SOURCE DOCUMENT -
------------------------------

As part of a major CRM upgrade we upgraded from Windows 2008R2 and SQL Server 2008R2 to Windows 2012R2 and SQL Server 2016 (woo-hoo!).  Our CRM product is a little complex (see my working environment for some details), and it’s large (over 1TB for the main database), and we needed to perform the upgrade in all of our non-prod environments (4 total for this one).  Since it’s a critical revenue-generating system, our production upgrade would need to be as fast as possible.  Due to the size of the data and the amount of systems and integrations, we were already expecting to have a multi-day outage for the upgrade and full post-upgrade testing.

------------------------------

ROWS -
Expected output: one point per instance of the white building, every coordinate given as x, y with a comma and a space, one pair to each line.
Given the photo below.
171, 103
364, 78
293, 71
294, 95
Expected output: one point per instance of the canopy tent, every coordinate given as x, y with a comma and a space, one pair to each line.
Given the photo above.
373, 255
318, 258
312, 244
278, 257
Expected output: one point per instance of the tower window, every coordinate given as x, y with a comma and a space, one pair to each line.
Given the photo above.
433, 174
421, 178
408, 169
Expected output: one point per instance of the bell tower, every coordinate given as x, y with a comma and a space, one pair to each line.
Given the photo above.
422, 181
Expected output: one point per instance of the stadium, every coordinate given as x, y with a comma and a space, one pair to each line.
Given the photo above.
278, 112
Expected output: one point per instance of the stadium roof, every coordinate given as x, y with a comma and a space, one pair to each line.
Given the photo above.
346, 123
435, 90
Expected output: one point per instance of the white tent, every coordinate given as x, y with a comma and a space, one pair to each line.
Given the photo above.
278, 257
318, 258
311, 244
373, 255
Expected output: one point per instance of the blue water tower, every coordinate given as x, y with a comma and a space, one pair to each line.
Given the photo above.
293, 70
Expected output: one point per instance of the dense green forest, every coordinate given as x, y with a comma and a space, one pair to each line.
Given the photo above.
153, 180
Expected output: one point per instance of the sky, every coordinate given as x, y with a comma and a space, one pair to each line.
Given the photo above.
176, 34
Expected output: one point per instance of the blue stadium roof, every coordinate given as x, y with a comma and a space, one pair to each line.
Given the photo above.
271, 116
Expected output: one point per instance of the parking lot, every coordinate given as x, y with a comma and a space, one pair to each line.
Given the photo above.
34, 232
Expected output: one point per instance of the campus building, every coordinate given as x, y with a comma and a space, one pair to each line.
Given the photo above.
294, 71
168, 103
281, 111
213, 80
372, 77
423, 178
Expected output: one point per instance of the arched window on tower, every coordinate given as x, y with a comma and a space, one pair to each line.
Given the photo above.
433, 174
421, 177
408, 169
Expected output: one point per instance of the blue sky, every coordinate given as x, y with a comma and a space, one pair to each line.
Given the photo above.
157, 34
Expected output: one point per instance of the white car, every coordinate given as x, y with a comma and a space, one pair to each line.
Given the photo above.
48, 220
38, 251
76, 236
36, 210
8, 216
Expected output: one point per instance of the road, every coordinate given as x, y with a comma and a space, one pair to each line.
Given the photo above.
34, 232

------------------------------

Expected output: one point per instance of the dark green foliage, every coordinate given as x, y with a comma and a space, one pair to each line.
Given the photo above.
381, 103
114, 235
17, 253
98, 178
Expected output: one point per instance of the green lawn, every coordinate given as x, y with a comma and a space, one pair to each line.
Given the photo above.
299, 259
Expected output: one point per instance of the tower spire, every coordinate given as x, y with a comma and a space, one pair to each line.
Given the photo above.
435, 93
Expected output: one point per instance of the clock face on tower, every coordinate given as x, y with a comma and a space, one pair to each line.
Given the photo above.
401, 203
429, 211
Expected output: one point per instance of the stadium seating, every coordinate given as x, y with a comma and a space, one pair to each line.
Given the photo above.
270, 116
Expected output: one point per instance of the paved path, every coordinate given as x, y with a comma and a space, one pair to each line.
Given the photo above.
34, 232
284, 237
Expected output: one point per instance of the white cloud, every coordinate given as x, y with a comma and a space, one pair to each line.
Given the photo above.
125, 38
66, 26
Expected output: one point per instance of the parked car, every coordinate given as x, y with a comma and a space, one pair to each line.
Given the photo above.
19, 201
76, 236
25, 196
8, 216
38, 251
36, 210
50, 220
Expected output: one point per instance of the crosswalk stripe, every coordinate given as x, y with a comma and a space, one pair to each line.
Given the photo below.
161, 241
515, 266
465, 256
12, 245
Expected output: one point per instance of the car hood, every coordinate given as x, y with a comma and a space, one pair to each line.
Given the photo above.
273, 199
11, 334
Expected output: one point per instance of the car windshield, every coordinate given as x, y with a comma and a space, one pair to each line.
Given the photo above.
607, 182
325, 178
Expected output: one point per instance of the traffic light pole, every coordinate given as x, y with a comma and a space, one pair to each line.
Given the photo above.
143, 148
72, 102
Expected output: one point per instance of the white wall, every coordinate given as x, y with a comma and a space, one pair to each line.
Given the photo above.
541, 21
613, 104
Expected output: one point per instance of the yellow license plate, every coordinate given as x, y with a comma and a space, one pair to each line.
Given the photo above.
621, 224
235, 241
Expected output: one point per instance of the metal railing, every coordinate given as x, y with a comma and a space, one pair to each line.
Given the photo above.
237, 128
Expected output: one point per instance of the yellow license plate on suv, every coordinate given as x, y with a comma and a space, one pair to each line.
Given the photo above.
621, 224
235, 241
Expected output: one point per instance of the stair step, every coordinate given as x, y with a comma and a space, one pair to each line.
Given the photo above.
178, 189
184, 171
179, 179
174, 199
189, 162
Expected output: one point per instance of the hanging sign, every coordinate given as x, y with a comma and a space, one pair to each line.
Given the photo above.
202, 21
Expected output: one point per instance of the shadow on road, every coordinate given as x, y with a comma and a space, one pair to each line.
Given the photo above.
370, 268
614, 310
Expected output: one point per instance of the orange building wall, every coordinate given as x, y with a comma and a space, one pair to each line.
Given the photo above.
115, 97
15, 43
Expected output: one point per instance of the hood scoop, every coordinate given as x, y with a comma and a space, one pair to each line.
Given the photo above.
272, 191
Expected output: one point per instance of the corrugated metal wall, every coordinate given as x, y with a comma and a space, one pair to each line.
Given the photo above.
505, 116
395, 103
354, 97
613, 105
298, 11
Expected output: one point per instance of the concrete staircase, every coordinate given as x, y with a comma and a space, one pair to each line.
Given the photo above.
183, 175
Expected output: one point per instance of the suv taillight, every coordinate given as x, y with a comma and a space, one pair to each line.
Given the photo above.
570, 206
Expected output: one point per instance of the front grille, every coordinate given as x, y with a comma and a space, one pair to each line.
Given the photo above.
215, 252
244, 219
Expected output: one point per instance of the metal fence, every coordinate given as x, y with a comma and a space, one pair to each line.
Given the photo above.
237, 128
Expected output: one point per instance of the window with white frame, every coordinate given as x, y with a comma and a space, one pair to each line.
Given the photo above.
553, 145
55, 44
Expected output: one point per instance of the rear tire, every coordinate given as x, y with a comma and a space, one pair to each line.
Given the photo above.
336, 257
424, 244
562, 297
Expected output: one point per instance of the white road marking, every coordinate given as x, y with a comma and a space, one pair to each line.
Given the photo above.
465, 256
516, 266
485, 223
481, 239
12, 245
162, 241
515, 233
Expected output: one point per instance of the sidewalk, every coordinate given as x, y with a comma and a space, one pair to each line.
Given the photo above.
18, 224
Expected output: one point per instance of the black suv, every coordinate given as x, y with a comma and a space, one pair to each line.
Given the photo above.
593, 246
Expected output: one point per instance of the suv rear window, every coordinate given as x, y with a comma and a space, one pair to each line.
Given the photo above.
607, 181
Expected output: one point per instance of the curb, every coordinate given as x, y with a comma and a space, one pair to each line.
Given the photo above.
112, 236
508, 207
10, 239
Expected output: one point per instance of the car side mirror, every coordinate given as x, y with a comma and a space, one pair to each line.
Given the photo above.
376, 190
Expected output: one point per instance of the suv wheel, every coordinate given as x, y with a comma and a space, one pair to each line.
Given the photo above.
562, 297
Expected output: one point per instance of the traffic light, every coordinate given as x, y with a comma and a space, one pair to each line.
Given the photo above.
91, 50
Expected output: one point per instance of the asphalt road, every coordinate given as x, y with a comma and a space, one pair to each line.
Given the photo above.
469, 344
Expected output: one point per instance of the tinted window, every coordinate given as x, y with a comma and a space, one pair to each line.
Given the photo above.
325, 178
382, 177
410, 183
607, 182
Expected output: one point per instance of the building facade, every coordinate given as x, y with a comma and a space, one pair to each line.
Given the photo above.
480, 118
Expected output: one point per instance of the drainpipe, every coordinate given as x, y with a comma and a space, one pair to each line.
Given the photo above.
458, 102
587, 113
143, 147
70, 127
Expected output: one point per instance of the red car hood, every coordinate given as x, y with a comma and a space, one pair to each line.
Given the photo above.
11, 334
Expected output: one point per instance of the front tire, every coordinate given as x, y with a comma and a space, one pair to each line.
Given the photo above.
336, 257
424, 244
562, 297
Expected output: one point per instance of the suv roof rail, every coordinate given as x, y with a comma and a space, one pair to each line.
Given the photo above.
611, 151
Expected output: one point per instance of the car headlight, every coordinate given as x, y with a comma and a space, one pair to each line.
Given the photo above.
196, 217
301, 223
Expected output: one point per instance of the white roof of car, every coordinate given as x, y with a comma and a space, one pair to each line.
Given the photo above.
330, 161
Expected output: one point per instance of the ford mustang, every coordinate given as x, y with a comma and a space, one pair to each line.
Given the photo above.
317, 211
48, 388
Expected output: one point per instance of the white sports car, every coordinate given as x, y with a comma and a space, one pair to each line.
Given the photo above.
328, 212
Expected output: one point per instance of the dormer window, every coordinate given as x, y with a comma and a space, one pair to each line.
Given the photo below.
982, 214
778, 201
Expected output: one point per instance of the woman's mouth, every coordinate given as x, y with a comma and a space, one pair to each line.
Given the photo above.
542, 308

------------------------------

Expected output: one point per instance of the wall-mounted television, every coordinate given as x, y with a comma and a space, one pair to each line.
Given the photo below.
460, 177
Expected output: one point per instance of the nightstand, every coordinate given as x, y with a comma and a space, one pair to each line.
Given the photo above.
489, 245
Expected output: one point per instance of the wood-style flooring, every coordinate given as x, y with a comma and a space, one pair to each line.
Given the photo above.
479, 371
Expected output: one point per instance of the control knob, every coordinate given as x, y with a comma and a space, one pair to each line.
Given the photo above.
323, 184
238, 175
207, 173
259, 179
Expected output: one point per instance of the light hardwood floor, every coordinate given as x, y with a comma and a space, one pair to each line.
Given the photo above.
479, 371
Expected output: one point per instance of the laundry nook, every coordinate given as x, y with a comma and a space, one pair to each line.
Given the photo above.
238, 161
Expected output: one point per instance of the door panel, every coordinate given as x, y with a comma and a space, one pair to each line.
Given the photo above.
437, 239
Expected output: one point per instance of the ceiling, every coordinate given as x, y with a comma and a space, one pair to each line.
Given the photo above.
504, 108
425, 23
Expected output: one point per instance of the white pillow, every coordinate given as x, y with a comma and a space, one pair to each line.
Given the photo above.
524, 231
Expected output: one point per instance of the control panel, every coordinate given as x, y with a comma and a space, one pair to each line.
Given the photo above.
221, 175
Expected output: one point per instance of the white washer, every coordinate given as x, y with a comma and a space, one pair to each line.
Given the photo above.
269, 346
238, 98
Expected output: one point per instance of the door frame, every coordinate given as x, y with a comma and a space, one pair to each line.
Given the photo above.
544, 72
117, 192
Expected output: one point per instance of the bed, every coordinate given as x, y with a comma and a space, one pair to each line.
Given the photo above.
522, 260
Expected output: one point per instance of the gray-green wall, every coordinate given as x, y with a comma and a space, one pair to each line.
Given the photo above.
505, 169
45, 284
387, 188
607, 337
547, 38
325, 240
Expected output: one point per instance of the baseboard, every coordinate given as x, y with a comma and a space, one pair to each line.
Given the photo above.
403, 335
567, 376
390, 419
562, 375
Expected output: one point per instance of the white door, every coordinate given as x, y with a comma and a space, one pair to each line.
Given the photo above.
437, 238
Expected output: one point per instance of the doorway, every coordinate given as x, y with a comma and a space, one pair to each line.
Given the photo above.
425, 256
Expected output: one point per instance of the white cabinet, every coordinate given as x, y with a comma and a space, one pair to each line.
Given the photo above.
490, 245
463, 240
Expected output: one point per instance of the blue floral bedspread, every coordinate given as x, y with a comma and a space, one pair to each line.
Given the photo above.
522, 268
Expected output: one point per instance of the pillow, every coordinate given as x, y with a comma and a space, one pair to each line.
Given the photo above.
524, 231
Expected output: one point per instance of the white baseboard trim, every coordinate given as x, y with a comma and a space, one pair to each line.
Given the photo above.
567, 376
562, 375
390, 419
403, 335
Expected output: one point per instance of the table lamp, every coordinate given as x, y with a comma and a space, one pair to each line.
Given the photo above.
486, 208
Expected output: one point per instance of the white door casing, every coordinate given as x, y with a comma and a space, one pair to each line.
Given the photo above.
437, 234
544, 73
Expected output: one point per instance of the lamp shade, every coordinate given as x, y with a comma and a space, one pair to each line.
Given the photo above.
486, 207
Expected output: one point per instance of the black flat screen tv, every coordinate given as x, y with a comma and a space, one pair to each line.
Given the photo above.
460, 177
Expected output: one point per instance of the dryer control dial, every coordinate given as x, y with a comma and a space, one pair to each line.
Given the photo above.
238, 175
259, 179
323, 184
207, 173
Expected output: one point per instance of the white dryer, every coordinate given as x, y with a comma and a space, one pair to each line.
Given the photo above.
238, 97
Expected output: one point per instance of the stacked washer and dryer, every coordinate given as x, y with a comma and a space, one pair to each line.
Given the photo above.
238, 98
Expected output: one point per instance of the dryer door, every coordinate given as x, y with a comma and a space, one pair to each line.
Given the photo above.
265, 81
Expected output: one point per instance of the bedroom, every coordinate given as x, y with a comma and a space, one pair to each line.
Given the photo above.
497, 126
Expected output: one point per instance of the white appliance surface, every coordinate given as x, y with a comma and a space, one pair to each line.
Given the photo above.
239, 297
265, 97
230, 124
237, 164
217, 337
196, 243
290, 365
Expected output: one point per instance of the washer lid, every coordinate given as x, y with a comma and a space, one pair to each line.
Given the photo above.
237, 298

------------------------------

GOAL - For each statement, say yes or no as to whether it agrees with the CRM upgrade text, and quote the words of the text that decide it. (a) The main database is larger than 1TB. (b) The upgrade had to be carried out in five non-production environments. (c) The team expected the outage for the upgrade and testing to last less than a day. Work from the CRM upgrade text alone and leave the material aside.

WRITTEN RESPONSE -
(a) Yes: "over 1TB for the main database"
(b) No: "4 total for this one"
(c) No: "we were already expecting to have a multi-day outage"